◆ Task prompt: Put every line of the records below into a JSON list of strings, one string per line, omitting any blank lines.

◆ Exercise materials:
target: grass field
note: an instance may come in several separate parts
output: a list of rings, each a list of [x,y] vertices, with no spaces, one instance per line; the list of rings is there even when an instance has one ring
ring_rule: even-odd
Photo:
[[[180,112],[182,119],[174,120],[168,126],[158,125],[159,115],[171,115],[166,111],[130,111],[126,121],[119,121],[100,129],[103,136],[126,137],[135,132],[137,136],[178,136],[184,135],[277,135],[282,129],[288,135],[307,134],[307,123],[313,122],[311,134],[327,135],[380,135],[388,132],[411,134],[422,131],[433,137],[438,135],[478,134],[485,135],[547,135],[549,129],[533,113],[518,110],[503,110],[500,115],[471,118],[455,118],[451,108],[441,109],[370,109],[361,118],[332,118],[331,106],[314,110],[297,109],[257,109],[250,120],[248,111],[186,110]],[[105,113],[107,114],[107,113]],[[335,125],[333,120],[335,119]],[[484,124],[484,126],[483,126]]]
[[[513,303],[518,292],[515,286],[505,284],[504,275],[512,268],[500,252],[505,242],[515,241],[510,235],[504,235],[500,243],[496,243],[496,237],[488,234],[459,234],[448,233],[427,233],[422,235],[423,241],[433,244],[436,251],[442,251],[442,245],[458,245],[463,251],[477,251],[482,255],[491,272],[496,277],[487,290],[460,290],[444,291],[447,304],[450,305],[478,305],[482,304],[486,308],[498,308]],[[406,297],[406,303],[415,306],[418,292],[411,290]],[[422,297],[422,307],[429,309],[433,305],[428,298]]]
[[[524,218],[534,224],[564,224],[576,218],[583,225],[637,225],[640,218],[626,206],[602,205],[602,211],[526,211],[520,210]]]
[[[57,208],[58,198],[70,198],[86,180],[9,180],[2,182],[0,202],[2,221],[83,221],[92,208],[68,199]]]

◆ Worked answer:
[
  "target: grass field",
  "note: an instance may come in several separate parts",
  "output: a list of rings, each a list of [x,y] vertices, with no spaces, one instance per line; the list of rings is there even when an instance has one ring",
  "ring_rule: even-odd",
  "Photo:",
  "[[[180,112],[182,119],[174,120],[168,126],[158,125],[159,115],[171,115],[166,111],[130,111],[126,121],[119,121],[100,129],[103,136],[126,137],[135,132],[137,136],[178,136],[184,135],[277,135],[282,129],[288,135],[307,134],[307,123],[313,122],[311,134],[327,135],[380,135],[388,132],[411,134],[422,131],[433,137],[438,135],[478,134],[485,135],[547,135],[549,129],[533,113],[518,110],[503,110],[500,115],[471,118],[455,118],[451,108],[441,109],[370,109],[361,118],[332,118],[331,106],[314,110],[297,109],[257,109],[250,120],[248,111],[186,110]],[[105,113],[107,114],[107,113]],[[335,125],[333,120],[335,119]],[[484,124],[484,126],[483,126]]]",
  "[[[513,303],[518,292],[515,286],[505,284],[504,275],[512,268],[500,252],[505,242],[515,241],[510,235],[504,235],[500,243],[496,243],[496,237],[488,234],[459,234],[448,233],[427,233],[422,235],[423,241],[433,244],[436,251],[442,251],[442,245],[458,245],[463,251],[477,251],[482,255],[491,272],[496,277],[487,290],[460,290],[444,291],[447,304],[450,305],[478,305],[482,304],[486,308],[498,308]],[[406,297],[406,303],[415,306],[418,292],[411,290]],[[422,297],[422,307],[429,309],[433,305],[428,298]]]",
  "[[[524,218],[534,224],[564,224],[576,218],[583,225],[637,225],[640,218],[626,206],[602,205],[602,211],[526,211],[520,210]]]",
  "[[[57,208],[58,198],[70,198],[86,180],[9,180],[2,182],[0,202],[2,221],[83,221],[92,208],[68,199]]]"
]